• _TEXT UNDER STUDY_
----------

7 min

Tt post jan 20, 2017 - b2

From the Blade op-ed :

Greater Toledo needs to rise up and save The Andersons stores.

Those of us who have been huge fans of The Andersons stores have been rising up for decades. It wasn't enough.

... the retail division lost more than $20 million the last eight years. It has not made an annual profit since 2008.

And the amount of competition from chain stores has increased since 2008. The loses could be increasing with each passing year.

It's not like The Andersons didn't try. Regular shoppers at The Andersons are fully aware of the constant changes and expansions that occurred at the stores over the past 10 to 15 years.

For the Talmadge Rd store, the pet, grocery, bakery, beer and wine, and garden sections were expanded, including a build-out. They eliminated or greatly reduced the selling of some products, such as toys, fishing gear, and lumber, and they added new products.

I shopped at The Andersons at least twice a month, and for a while some years ago, it seemed like the store rearranged everything about every month.

Despite the frustration of having to relocate items on practically every visit, I assumed that The Andersons were pouring over shopper data and listening to a lot of consultants about what products to sell and how to organize the store.

I assumed that The Andersons were trying to survive against stiff competition. Therefore I accepted the constant changes. I figured that if this was needed to survive, then fine.

The Andersons stores today are not the same stores that existed 10 years ago or 20 years ago. If The Andersons had never changed, then I could understand the idea of "trying something new."

One store, on a more modest scale, one that specialized and did not try to sell so many products — nuts and bolts to bedding — might be viable as a separate entity.

As mentioned multiple times in comments above, the Sylvania store was a specialized store at least for food and beverage, and it failed in an area with allegedly higher household incomes than if the store had been located near Upton and Berdan.

Of course, investors would need to do their due diligence and figure out scale, price points, and the products that are no-brainers. But all that is doable. And it is eminently worth trying to save The Andersons using a new and different model and a different corporate platform.

Again, regular shoppers at The Andersons since 2000 or 2005 would have observed the type activity that would make one think that the retail managers were doing their due diligence to figure out scale, price points, and the products.

The Talmadge Rd Andersons store was not stagnate.

----------

• _TASK SET_
**A.** Answer each question from the post about The Andersons stores:
(i) Since what year has the retail division not made an annual profit?
(ii) Which products did the Talmadge Rd store eliminate or greatly reduce?
(iii) How often did the writer shop at The Andersons?
**B.** Reproduce the portion of the post about The Andersons stores between "It's not like" and "to 15 years.", inclusive.
The rows that follow the post come from a separate source.

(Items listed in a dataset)
----------

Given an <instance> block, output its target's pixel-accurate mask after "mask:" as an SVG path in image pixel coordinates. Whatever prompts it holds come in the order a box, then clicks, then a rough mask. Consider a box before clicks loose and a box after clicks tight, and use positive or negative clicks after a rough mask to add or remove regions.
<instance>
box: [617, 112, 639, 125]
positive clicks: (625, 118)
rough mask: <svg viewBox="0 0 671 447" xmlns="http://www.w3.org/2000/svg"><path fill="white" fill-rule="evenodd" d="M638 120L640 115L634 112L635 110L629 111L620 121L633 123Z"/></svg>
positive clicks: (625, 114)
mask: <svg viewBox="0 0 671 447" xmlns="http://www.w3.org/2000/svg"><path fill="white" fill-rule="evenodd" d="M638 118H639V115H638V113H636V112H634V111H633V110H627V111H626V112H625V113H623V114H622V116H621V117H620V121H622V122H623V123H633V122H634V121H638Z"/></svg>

----------

• _ANSWERS TO THE PROBLEMS_
**A.**
(i) 2008
(ii) Toys, fishing gear, and lumber
(iii) At least twice a month

**B.**
It's not like The Andersons didn't try. Regular shoppers at The Andersons are fully aware of the constant changes and expansions that occurred at the stores over the past 10 to 15 years.